— Start Text shown —
# Youngest TT Owner?



## prt225TT (May 7, 2007)

I was thinking today, I'm 23... am I the youngest TT owner on here?


----------



## Danny (Aug 8, 2006)

Sorry to disappoint you my friend but im 21 years old, i own a 2003 225 in avus silver.

:wink: :wink: :wink:


----------



## prt225TT (May 7, 2007)

Dammit! That was gonna be my claim to fame  How the f*ck do you get insurance?


----------



## youngg (Jun 15, 2006)

Im only just 21...

Got the TT when i just turned 20!

Sorry to burst your bubble, there is a 19 yr old on here with a QS. And i think Scotty is a little younger than me aswell...


----------



## prt225TT (May 7, 2007)

A QS must be Group 19/20? 19yr old with group 19/20 car... Big bills or on someone else's insurance surely? How can you afford a QS at 19? My bubble is well and truely burst 

Paul


----------



## les (Jul 24, 2006)

Tut kids and chavs :lol: First it was BMW 3 series now its TTs. Watch out TVR owners you are next :evil:


----------



## Leg (Jan 11, 2006)

Beat you all, mine is registered in my youngest son's name and he is 6. Hilarious when he gets speeding tickets left right and centre and they cant make em stick!


----------



## prt225TT (May 7, 2007)

Is a TT an older mans car?


----------



## youngg (Jun 15, 2006)

prt225TT said:


> Is a TT an older mans car?


A TT is a car for 2* year olds.

Although alot of middle age Mid life crisis people also like TT's.


----------



## Major Problem (Jan 9, 2007)

It's lovely to know that at 42 I must be having a mid-life crisis then?!

You teens and twenty somethings be grateful to us older owners - we fought in the Great War so that you could drive German cars instead of having to talk German, and we used to eat gravel, and our dad used to thrash us within an inch of our lives and we'd be thankful......
— End Text shown —
— Start Supplied information —
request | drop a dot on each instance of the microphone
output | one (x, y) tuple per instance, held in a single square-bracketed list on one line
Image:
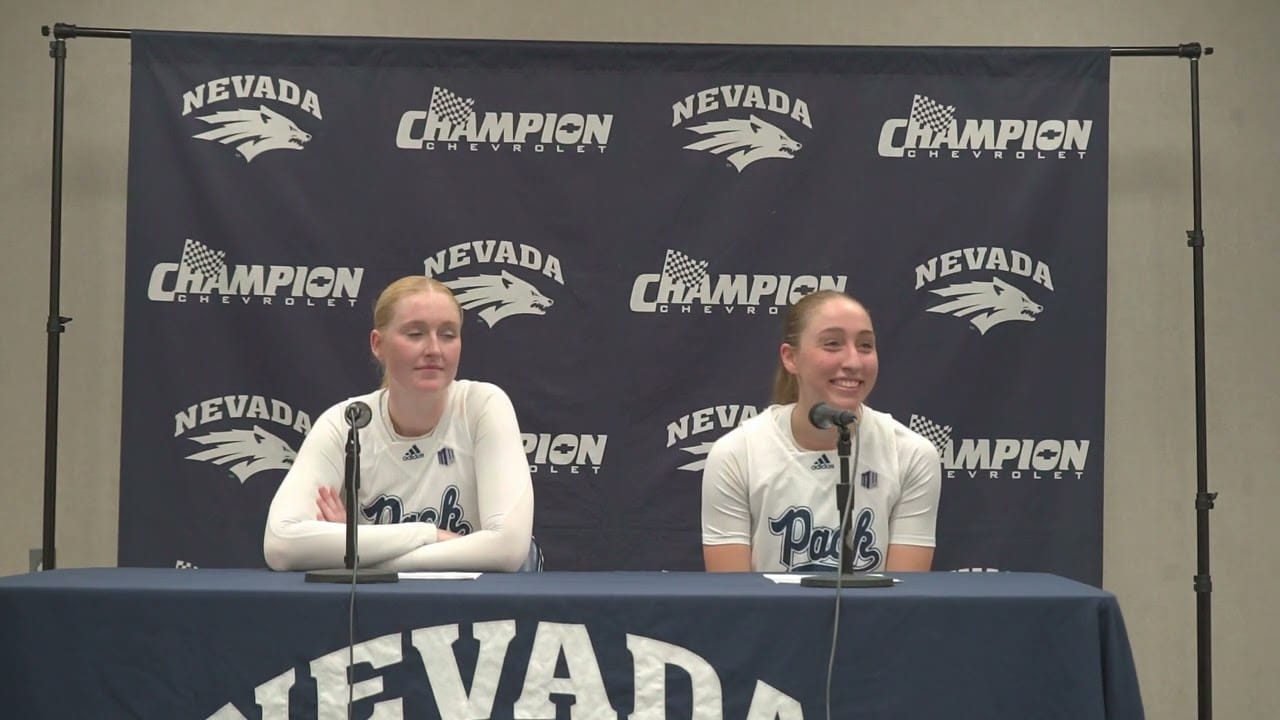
[(359, 414), (823, 417)]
— End Supplied information —
[Parts of the exercise]
- a) In the thread on the youngest TT owner, what model year and color is Danny's 225?
- b) Pick up the TT owner thread after its last line and keep writing in the same style.

[Results in order]
- a) A 2003 225 in Avus silver.

- b)
----------



## prt225TT (May 7, 2007)

Major Problem said:


> It's lovely to know that at 42 I must be having a mid-life crisis then?!
> 
> You teens and twenty somethings be grateful to us older owners - we fought in the Great War so that you could drive German cars instead of having to talk German, and we used to eat gravel, and our dad used to thrash us within an inch of our lives and we'd be thankful......


You older guys be thankfull for us lads who got rid of Saddam so petrol would be cheaper... wait... it hasnt actually got any cheaper has it :? Oh well, 6 months in the desert wasted :? haha

Paul


----------



## skydiver (Oct 12, 2006)

Leg said:


> Beat you all, mine is registered in my youngest son's name and he is 6. Hilarious when he gets speeding tickets left right and centre and they cant make em stick!


Eh how does that work?


----------



## WozzaTT (Jan 15, 2006)

skydiver said:


> Leg said:
> 
> 
> > Beat you all, mine is registered in my youngest son's name and he is 6. Hilarious when he gets speeding tickets left right and centre and they cant make em stick!
> ...


FFS.


----------



## masg (May 25, 2006)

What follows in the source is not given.